** begin RECORDS FOR THIS TASK **

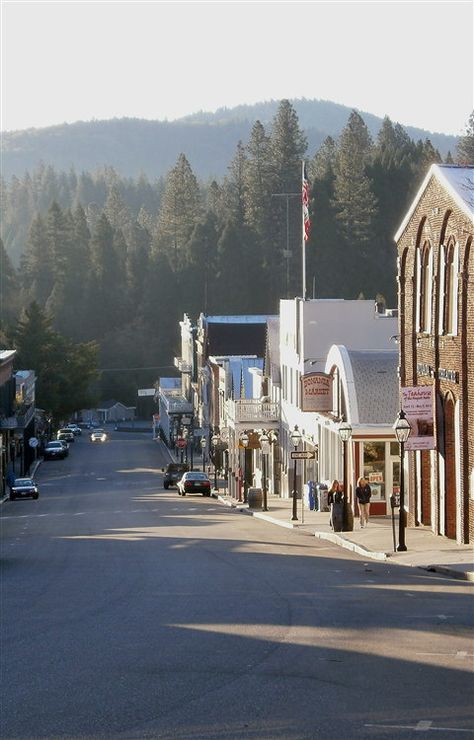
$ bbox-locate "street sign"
[291,450,316,460]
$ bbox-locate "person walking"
[328,480,344,532]
[356,477,372,529]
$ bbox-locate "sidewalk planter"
[247,488,263,509]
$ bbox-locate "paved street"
[0,432,474,739]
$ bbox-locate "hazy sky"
[0,0,473,134]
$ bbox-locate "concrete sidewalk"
[213,491,474,581]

** end RECORDS FOR THIS TASK **

» **WHAT YOU WILL DO**
Copy every line of the entries above, including the bbox-locate lines, but multiply each bounding-box coordinate in the answers by 0.55 and round it to a whole number, with halves rounding up. Leave the pictures out of your answer.

» **EXERCISE SOLUTION**
$ bbox-locate "street sign"
[160,248,174,253]
$ bbox-locate "person walking"
[180,264,189,293]
[196,262,205,291]
$ bbox-locate "sidewalk planter"
[136,268,145,280]
$ bbox-locate "paved street"
[0,238,261,406]
$ bbox-locate "hazy sky"
[0,0,260,74]
$ bbox-locate "concrete sidewalk"
[117,270,261,320]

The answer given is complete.